[Records in a dataset]
================================

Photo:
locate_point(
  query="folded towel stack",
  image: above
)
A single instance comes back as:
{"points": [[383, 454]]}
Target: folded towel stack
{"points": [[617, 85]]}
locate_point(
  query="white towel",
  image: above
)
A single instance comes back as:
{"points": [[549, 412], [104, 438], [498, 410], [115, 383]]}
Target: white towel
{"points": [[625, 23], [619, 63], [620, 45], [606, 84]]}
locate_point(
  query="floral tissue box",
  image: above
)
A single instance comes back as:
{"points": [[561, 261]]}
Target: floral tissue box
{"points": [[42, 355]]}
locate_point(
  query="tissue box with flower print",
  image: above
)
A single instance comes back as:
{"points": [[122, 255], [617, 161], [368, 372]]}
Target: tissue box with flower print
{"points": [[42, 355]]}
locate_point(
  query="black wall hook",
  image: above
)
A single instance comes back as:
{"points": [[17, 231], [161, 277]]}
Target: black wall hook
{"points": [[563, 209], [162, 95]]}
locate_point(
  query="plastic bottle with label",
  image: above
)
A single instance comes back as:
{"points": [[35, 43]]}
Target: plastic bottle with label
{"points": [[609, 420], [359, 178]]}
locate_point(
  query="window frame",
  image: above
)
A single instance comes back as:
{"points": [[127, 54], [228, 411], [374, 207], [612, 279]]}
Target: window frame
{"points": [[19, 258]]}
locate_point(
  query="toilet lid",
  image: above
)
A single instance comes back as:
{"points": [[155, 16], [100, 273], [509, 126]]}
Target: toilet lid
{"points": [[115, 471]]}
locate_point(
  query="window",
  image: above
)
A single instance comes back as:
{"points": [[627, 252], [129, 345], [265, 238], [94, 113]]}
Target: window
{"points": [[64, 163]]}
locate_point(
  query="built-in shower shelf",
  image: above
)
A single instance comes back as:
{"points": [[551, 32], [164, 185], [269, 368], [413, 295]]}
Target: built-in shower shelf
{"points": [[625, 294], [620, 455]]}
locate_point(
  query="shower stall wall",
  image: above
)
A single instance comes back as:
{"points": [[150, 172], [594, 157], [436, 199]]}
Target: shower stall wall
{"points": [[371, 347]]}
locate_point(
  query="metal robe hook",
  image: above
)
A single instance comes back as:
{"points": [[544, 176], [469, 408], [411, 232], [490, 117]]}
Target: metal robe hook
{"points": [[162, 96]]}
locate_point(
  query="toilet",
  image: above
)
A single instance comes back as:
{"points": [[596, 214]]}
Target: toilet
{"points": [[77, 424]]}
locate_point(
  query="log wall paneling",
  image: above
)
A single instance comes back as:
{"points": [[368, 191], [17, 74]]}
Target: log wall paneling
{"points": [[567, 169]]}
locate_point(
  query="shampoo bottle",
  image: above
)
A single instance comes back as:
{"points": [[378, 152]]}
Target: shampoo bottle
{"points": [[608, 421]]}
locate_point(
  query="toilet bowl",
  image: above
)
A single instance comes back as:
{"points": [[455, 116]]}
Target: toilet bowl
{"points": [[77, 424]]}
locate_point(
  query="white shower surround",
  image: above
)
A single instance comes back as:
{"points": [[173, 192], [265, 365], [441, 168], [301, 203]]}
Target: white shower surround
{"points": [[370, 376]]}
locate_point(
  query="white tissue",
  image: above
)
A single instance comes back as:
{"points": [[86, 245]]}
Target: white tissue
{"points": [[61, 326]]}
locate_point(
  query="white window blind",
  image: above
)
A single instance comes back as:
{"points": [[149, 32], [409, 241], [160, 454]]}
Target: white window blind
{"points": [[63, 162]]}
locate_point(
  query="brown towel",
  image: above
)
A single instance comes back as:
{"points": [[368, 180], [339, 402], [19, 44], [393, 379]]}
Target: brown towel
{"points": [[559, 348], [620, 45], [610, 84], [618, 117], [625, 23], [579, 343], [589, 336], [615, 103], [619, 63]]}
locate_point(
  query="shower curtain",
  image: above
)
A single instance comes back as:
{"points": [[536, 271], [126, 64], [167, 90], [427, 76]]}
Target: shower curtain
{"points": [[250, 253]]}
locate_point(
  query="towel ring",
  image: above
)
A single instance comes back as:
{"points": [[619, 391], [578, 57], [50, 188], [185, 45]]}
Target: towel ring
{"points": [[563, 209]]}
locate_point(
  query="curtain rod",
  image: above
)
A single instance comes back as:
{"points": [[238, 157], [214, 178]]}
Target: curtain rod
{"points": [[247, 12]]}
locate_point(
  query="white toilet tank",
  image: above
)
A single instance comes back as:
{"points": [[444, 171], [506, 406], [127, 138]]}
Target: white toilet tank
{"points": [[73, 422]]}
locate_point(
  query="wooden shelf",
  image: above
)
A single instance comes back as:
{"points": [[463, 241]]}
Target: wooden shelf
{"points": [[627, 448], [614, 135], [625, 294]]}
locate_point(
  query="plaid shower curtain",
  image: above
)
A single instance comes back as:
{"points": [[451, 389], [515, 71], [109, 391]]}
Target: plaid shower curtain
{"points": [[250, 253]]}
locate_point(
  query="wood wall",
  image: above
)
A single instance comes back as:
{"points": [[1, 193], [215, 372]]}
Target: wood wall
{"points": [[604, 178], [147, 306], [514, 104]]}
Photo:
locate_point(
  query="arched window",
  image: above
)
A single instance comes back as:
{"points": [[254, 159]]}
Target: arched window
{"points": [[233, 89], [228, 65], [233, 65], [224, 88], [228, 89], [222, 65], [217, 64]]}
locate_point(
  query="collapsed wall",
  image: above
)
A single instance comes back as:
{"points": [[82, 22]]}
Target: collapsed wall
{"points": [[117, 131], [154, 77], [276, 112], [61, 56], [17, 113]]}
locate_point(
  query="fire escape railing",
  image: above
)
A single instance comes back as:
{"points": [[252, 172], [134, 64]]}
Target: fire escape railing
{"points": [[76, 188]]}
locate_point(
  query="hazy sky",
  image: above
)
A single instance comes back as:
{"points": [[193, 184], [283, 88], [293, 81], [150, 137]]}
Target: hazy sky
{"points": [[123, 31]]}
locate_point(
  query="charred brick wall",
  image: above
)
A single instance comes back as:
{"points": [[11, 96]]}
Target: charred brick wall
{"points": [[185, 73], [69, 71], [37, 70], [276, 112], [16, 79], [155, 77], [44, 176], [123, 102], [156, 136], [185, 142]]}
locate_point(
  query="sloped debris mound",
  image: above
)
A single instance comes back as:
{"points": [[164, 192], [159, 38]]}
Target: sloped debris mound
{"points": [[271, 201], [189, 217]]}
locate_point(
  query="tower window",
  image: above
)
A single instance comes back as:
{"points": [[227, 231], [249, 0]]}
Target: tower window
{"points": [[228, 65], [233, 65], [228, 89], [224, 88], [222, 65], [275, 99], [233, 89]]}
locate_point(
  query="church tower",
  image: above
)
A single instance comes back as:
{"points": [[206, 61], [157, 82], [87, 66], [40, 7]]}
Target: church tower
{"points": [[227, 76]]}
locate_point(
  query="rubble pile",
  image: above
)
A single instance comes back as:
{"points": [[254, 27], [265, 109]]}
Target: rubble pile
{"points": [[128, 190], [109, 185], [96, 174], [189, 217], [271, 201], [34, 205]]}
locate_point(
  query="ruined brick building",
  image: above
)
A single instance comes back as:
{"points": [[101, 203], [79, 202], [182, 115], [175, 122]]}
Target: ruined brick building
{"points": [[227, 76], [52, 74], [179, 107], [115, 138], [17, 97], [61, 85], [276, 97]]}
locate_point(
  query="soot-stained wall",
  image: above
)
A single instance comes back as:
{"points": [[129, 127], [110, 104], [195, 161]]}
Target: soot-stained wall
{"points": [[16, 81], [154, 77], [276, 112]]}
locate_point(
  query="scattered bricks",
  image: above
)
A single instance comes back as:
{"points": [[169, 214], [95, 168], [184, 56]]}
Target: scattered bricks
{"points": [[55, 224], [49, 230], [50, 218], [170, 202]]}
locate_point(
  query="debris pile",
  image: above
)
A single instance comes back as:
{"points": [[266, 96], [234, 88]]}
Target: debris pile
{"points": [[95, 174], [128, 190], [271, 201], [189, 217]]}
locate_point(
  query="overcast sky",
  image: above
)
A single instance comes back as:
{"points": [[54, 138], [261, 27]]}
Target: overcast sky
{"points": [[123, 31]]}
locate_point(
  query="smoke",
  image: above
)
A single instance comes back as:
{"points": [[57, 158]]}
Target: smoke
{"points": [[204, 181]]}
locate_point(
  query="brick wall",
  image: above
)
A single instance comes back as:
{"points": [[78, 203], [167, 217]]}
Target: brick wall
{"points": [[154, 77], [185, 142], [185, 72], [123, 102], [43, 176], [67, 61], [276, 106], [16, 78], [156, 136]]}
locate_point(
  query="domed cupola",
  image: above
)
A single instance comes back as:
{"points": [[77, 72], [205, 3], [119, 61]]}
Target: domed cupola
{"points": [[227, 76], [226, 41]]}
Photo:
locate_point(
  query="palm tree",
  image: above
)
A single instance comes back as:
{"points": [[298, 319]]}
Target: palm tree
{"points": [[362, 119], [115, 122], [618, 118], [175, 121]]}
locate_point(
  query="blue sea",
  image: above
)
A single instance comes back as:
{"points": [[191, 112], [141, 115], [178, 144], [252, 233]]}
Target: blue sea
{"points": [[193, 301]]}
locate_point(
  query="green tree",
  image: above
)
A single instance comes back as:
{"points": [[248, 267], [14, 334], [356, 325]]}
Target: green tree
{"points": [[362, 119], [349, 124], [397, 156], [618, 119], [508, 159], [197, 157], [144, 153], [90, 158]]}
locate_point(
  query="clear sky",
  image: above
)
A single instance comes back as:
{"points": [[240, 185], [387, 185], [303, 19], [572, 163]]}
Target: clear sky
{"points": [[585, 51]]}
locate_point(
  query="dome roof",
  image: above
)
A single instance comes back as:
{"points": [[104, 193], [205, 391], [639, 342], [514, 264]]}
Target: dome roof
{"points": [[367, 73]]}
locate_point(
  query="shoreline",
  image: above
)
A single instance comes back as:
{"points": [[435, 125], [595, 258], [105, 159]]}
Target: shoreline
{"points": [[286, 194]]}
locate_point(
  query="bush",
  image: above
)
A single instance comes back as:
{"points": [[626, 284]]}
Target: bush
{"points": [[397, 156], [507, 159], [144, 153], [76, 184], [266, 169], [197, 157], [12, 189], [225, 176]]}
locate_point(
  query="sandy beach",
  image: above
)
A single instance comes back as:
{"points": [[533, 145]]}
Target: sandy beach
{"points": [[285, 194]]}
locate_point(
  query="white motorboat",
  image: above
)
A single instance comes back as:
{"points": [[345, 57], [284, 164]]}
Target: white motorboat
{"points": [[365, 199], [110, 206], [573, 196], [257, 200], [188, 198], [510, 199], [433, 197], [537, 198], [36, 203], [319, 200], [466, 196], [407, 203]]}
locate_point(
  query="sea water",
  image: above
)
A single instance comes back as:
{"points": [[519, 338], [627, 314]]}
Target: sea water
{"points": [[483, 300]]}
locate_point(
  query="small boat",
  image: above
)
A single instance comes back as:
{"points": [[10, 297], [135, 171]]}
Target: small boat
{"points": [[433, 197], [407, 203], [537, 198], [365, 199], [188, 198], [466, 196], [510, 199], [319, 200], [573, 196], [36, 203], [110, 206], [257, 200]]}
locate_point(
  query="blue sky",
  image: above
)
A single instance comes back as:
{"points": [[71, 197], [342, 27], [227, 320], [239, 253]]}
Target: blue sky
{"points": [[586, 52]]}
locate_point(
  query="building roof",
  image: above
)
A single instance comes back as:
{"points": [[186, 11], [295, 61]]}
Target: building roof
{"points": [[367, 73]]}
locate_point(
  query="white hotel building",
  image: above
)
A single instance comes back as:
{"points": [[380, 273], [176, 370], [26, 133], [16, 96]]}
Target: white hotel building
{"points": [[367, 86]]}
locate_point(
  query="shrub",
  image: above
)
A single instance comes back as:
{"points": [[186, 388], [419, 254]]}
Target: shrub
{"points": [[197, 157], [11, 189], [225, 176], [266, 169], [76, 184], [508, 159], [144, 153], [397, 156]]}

================================

• _TASK TO COMPLETE_: Filter the rows above and copy each line that contains the string "label".

• _OUTPUT OF THE EXERCISE_:
  query="plastic bottle with label",
Target: plastic bottle with label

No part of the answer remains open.